**Document segment**
========

Flight Iris Concert Ukulele - REVIEW

4 Mar 2023

Flight Iris Concert Ukulele - REVIEW

Back this week with a ukulele model that a lot of people requested on review. This is the new Flight Iris Concert Ukulele.

Flight Iris Concert Ukulele

And it needs to be said from the off that one of the reasons for the requests was the fact that these have reminded people of another ukulele that I raved about almost endlessly - the aNueNue Color Series ukuleles. That is not to say these are a direct copy, but it's clear there is some inspiration going on (coloured solid top on plain wood back and sides, with a pickguard for a similar value price), and in fact Flight themselves refer to this as 'their take' on painted top ukes. Also to be fair to Flight there are a fair few differences here too which are worth looking at. Naturally this review has to draw comparisons..

========

**What you need to do**
• 1. Answer these questions about the ukulele review:
(a) What date appears on the review?
(b) Which ukulele series did the Flight Iris remind people of?
(c) How do Flight themselves describe this ukulele?
• 2. Please carry on with the ukulele review from the point where it stops.
The rows after this point are unrelated to the ukulele review.

========

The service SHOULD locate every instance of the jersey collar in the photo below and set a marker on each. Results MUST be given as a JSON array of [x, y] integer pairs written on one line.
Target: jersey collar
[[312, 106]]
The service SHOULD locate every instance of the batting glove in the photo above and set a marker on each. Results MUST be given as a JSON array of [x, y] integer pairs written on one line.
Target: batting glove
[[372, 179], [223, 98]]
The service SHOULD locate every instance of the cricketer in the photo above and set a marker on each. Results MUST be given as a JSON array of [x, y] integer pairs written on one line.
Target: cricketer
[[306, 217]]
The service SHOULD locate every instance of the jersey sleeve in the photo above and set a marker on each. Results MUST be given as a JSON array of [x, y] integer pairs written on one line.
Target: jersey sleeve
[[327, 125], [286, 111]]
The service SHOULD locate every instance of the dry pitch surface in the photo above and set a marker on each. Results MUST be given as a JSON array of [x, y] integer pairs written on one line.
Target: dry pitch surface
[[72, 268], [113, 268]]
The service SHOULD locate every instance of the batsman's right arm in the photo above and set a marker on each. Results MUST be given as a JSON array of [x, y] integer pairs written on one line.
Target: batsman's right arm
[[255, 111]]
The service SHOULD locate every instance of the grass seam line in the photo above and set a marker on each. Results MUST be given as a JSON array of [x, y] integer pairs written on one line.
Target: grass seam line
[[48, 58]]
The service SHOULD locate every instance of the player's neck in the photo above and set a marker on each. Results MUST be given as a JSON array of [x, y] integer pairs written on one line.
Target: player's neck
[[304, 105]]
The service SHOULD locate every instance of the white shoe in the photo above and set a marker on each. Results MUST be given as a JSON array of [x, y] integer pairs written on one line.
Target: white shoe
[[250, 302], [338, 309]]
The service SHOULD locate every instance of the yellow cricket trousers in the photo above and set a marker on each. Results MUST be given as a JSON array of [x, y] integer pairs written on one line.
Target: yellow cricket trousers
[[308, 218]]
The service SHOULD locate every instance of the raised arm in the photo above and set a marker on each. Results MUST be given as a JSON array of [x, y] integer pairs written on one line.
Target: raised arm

========

**Task-by-task outputs**
• 1.
(a) 4 Mar 2023
(b) The aNueNue Color Series
(c) As 'their take' on painted top ukes

• 2.
The Iris is a new range of concert ukuleles made, as I say with coloured tops on plain wood bodies and are available in Red, Blue and Black like this one. Like the aNueNue these pair solid painted spruce for the top with laminate mahogany back and sides to give a two-tone contrast look that so many people fell for. The obvious difference to the aNueNue offering is that rather than going with pastel colours, Flight have gone bolder so the red is clearly red, the blue is very blue... you get the idea. A nice alternative I suppose as I did see a few people dismiss the aNueNue's off hand as the colours were not bold. Otherwise it's the same sort of concept - double bout uke, painted top, plain body. Size wise it's similar to the aNueNue, but a more traditional double bout than the swoopy curves on the Color series.

Flight Iris Concert Ukulele body

The bridge on this example is both curious and a little disappointing. Firstly this is not a shape I have seen from Flight before, and is remarkably similar to that on the aNueNue. In fact I'd go further than 'inspired by' here - it IS the same shape more or less, and I think Flight should have gone with their own design - I mean, why not? It's a tie bar made from rosewood and is stained /painted black. I have no issue with stained wood, but I know it is in this case here because it's not been finished properly as the slot into which you tie the strings is unfinished. And having checked shop pictures of other models this is not deliberate and in fact you can see the brush marks. That's shoddy QC to let it out of the door like that and particularly odd when you realise this was loaned to me by Hal Leonard who really should have spotted it.. Otherwise it's tidy and functional but subject to those irritations. Spacing here runs to 42mm.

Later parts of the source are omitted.